Top of Exercise inputs

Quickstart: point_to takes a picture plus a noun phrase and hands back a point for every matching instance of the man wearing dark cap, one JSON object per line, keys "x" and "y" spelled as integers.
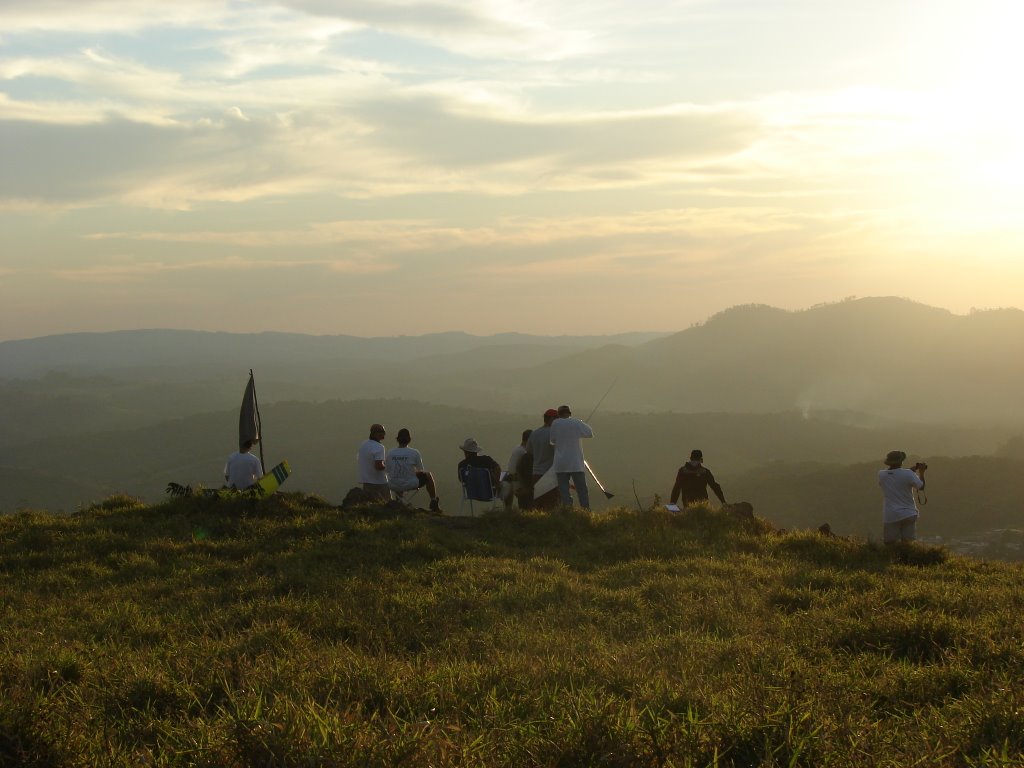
{"x": 406, "y": 472}
{"x": 899, "y": 510}
{"x": 692, "y": 481}
{"x": 370, "y": 461}
{"x": 543, "y": 453}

Bottom of Exercise inputs

### Problem
Please output the records above exactly, without the pictures.

### Output of the task
Quickstart: point_to takes a picture plus a noun phrase and hands back a point for every matching instance of the man wearing dark cap, one JSON object per line, keys "x" and "y" spelled as integers.
{"x": 406, "y": 472}
{"x": 899, "y": 510}
{"x": 692, "y": 481}
{"x": 370, "y": 461}
{"x": 543, "y": 453}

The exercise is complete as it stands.